** start of Records for the exercise **
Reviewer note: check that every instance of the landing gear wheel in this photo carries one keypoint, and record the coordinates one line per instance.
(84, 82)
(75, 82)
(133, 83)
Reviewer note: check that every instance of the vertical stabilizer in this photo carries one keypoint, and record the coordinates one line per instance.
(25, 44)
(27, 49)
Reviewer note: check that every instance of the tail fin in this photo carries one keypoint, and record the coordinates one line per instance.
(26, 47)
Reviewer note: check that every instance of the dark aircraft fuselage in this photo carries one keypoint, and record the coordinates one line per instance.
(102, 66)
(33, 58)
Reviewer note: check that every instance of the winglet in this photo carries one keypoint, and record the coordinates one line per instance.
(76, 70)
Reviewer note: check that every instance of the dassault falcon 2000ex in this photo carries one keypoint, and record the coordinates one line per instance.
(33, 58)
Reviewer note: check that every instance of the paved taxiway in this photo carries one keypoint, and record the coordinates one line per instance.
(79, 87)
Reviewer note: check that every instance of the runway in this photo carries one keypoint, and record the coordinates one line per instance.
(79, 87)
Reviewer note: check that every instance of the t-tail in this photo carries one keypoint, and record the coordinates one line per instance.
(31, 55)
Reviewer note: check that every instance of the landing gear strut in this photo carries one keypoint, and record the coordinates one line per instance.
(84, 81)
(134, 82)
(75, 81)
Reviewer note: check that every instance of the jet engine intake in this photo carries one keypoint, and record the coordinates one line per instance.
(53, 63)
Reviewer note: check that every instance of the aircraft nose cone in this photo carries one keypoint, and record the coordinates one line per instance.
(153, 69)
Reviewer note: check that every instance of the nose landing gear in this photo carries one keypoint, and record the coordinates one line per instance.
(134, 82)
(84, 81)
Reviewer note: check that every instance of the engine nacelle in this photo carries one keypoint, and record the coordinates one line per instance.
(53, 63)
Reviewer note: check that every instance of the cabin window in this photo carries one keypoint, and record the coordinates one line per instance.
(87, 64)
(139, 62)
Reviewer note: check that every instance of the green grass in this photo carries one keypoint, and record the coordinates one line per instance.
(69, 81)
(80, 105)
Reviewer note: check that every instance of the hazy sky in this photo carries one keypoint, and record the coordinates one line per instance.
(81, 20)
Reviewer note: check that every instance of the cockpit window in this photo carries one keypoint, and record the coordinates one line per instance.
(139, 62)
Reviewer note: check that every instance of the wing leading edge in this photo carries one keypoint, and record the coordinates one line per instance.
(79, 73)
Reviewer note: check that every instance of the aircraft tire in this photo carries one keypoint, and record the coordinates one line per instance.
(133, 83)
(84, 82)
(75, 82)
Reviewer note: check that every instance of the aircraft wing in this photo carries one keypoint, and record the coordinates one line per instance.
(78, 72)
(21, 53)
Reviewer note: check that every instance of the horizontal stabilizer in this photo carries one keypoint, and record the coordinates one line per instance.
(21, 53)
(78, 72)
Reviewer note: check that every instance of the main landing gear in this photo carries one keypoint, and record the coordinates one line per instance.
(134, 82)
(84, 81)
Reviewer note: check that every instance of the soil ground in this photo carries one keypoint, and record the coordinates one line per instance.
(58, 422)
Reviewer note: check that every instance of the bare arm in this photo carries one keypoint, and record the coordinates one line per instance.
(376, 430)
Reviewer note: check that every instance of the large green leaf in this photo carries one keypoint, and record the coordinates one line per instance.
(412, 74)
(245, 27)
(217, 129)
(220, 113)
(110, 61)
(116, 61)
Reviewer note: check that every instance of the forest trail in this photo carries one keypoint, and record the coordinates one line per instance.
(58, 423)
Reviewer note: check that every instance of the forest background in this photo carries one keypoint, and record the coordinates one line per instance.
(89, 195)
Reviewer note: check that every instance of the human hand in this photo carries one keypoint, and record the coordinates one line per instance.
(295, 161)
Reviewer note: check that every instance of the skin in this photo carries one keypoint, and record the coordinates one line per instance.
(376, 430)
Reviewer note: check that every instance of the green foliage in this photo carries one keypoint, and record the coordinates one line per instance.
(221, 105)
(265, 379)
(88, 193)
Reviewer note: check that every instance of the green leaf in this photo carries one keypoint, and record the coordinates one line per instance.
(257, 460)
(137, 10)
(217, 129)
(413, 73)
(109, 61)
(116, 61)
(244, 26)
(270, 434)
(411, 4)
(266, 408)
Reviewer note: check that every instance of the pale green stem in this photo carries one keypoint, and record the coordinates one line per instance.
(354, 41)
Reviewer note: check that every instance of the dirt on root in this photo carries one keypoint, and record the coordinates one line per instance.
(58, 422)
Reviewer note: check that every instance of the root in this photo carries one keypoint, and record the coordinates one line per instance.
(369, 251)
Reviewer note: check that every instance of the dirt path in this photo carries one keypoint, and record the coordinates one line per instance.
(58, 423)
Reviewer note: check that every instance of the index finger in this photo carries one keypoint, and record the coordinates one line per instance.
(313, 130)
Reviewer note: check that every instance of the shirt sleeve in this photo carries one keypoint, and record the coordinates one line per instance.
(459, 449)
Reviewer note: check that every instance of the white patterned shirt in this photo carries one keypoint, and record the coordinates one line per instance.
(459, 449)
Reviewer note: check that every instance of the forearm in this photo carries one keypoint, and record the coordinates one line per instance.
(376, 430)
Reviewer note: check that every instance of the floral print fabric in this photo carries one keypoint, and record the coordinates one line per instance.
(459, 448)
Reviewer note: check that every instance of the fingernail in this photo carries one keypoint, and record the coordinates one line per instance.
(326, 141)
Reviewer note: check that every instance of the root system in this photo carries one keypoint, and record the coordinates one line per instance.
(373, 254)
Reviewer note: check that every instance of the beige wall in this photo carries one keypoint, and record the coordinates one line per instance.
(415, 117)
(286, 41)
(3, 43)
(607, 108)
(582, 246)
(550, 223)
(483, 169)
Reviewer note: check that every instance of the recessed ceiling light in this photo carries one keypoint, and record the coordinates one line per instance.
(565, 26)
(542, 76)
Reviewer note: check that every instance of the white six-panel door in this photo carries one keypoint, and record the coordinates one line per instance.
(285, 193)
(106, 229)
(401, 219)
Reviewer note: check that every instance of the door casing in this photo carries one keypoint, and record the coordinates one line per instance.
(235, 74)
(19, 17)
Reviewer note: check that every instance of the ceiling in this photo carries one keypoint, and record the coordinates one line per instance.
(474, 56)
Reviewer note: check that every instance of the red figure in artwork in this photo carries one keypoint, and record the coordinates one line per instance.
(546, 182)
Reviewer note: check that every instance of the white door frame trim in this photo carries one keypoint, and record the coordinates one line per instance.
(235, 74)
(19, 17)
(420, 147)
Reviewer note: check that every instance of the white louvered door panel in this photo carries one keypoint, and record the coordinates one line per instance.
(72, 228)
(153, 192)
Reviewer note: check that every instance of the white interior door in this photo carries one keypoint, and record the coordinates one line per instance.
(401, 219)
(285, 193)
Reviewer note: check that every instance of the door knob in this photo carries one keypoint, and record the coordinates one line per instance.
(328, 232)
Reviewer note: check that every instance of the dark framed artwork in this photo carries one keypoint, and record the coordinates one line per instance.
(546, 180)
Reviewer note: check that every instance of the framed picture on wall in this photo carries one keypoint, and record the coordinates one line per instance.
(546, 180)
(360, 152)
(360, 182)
** end of Records for the exercise **
(Stated task): Please copy out the listing above line for line, with every word and number unchanged and in the same order.

(Finished answer):
Reviewer note: check that every instance of the landing gear wheel in this photo carries one keypoint, and record the coordinates one line per instance.
(84, 82)
(75, 82)
(133, 83)
Reviewer note: check that every instance of the vertical stabilizer in this photo carries one keypoint, and record the coordinates one line per instance.
(25, 44)
(27, 49)
Reviewer note: check that every instance of the tail fin in this photo carries one keypoint, and record the coordinates one line per instance.
(26, 47)
Reviewer note: check that every instance of the dark aircraft fuselage in this photo carries one keypoint, and record the coordinates one line per instance.
(102, 66)
(33, 58)
Reviewer note: check that every instance of the winglet in this photo carries one keypoint, and record the coordinates one line per instance.
(76, 70)
Reviewer note: check that every instance of the dassault falcon 2000ex in this photo carries one keypoint, and record the coordinates one line per instance.
(33, 58)
Reviewer note: check that every instance of the paved taxiway in this photo carries one keypoint, and record the coordinates one line per instance.
(79, 87)
Reviewer note: check that every instance of the runway in this photo carries one keypoint, and record the coordinates one line per instance.
(79, 87)
Reviewer note: check that every instance of the t-tail in this photo carries one keypoint, and record the coordinates one line per instance.
(31, 55)
Reviewer note: check that every instance of the landing gear strut in this photo carries one keypoint, and record the coordinates one line per instance.
(84, 81)
(134, 82)
(75, 81)
Reviewer note: check that every instance of the jet engine intake in this photo carries one keypoint, and record the coordinates one line per instance.
(53, 63)
Reviewer note: check that every instance of the aircraft nose cone in this photo carries one keypoint, and record the coordinates one line per instance.
(153, 69)
Reviewer note: check that every instance of the nose landing gear in this photo carries one keypoint, and record the coordinates one line per instance.
(134, 82)
(84, 81)
Reviewer note: check that every instance of the engine nacelle in this photo carries one keypoint, and record the coordinates one line per instance.
(53, 63)
Reviewer note: check that every instance of the cabin window in this photo carries one keypoint, and record the coordinates one line per instance.
(87, 64)
(139, 62)
Reviewer note: check that every instance of the green grass in this photo carries one keypoint, and record the coordinates one line per instance.
(69, 81)
(80, 105)
Reviewer note: check that every instance of the hazy sky in this photo carries one keypoint, and record the coordinates one line per instance.
(81, 20)
Reviewer note: check that every instance of the cockpit window in this photo carries one keypoint, and record the coordinates one line per instance.
(139, 62)
Reviewer note: check that every instance of the wing leading edge in this photo carries one keypoint, and record the coordinates one line per instance.
(79, 73)
Reviewer note: check that every instance of the aircraft tire in this photo carries one keypoint, and record the coordinates one line per instance.
(133, 83)
(84, 82)
(75, 82)
Reviewer note: check that every instance of the aircraft wing in this photo carries one keypoint, and record the coordinates one line per instance.
(78, 72)
(21, 53)
Reviewer note: check that every instance of the horizontal stabilizer in this photo carries one keypoint, and record the coordinates one line per instance.
(21, 53)
(78, 72)
Reviewer note: check that every instance of the main landing gear in this photo carries one keypoint, and record the coordinates one line per instance.
(134, 82)
(84, 81)
Reviewer note: check that every instance of the soil ground in this photo carries one keypoint, and record the coordinates one line per instance.
(58, 422)
Reviewer note: check that every instance of the bare arm in this photo carries one keypoint, and record the coordinates one line per instance.
(376, 430)
Reviewer note: check that every instance of the large green leaf in this photo carries one keypoint, and record the coordinates one line per instance.
(412, 74)
(245, 27)
(217, 129)
(220, 113)
(110, 61)
(116, 61)
Reviewer note: check that every instance of the forest trail in this photo carries one keypoint, and record the coordinates one line per instance.
(58, 423)
Reviewer note: check that every instance of the forest background in this photo carries one keypoint, and record the coordinates one line per instance.
(89, 195)
Reviewer note: check that every instance of the human hand in this photo carries one keypoint, and record the coordinates one line per instance.
(295, 161)
Reviewer note: check that every instance of the skin in this photo carries one keypoint, and record the coordinates one line per instance.
(376, 430)
Reviewer note: check that every instance of the green foliage in this photo carries one keypoint, and record the coordinates one line per instance.
(221, 105)
(265, 379)
(88, 193)
Reviewer note: check that every instance of the green leaf in this photo carries one keypoint, and record the coordinates one line per instance.
(257, 460)
(137, 10)
(217, 129)
(413, 73)
(109, 61)
(116, 61)
(244, 26)
(270, 434)
(411, 4)
(266, 408)
Reviewer note: check that every instance of the pale green stem in this photo carries one keypoint, and record the coordinates one line per instance.
(354, 41)
Reviewer note: check that every instance of the dirt on root in this photo carries one keypoint, and record the coordinates one line per instance.
(58, 422)
Reviewer note: check that every instance of the root in this photo carries one keypoint, and record the coordinates one line per instance.
(369, 251)
Reviewer note: check that every instance of the dirt path in this photo carries one keypoint, and record the coordinates one line per instance.
(58, 423)
Reviewer note: check that every instance of the index finger in this photo carries one keypoint, and record the coordinates one line per instance.
(313, 130)
Reviewer note: check that every instance of the shirt sleeve in this photo carries one keypoint, and record the coordinates one line per instance.
(459, 449)
Reviewer note: check that every instance of the white patterned shirt in this photo carries one keypoint, and record the coordinates one line per instance.
(459, 449)
Reviewer note: check that every instance of the forearm in this photo carries one keypoint, and record the coordinates one line per instance.
(376, 430)
Reviewer note: check that every instance of the floral print fabric in this photo carries one keypoint, and record the coordinates one line per instance.
(459, 448)
Reviewer note: check that every instance of the fingernail in this photo carries one keypoint, and record the coordinates one line per instance.
(326, 141)
Reviewer note: check that every instance of the root system in this photo carries one keypoint, and record the coordinates one line per instance.
(373, 254)
Reviewer note: check that every instance of the beige wall in this photo carries one keypoint, and record the coordinates one line per instance.
(415, 117)
(286, 41)
(3, 43)
(607, 108)
(582, 246)
(550, 223)
(483, 169)
Reviewer note: check that every instance of the recessed ceiling light in this photo carries one keypoint, and record the coordinates one line per instance.
(565, 26)
(542, 76)
Reviewer note: check that every instance of the white six-panel door in this photo carries one keypoint, and record the coordinates one line per instance.
(285, 193)
(106, 229)
(401, 219)
Reviewer note: check that every instance of the door casing in this photo carries one keypoint, and record the coordinates one line per instance.
(235, 74)
(19, 17)
Reviewer note: check that every instance of the ceiling in this photo carries one keypoint, and record the coordinates one line per instance.
(474, 56)
Reviewer note: check that every instance of the red figure in artwork in this photo carries one keypoint, and record the coordinates one line per instance.
(546, 182)
Reviewer note: check that every instance of the white door frame trim in this photo carries one keypoint, and record the coordinates one line per instance.
(235, 74)
(19, 17)
(420, 147)
Reviewer note: check that every instance of the white louvered door panel in this photo carries one keypoint, and record the coordinates one line per instance.
(72, 228)
(153, 192)
Reviewer note: check that every instance of the white interior door in this photo carries one keypoint, and record the coordinates one line per instance.
(401, 219)
(285, 193)
Reviewer note: check that every instance of the door knob in this photo carries one keypoint, and record the coordinates one line per instance.
(328, 232)
Reviewer note: check that every instance of the dark framed artwork in this photo carries one keypoint, and record the coordinates one line per instance.
(546, 180)
Reviewer note: check that every instance of the framed picture on wall in this photo carries one keypoint, and record the coordinates one line per instance.
(546, 180)
(360, 152)
(360, 182)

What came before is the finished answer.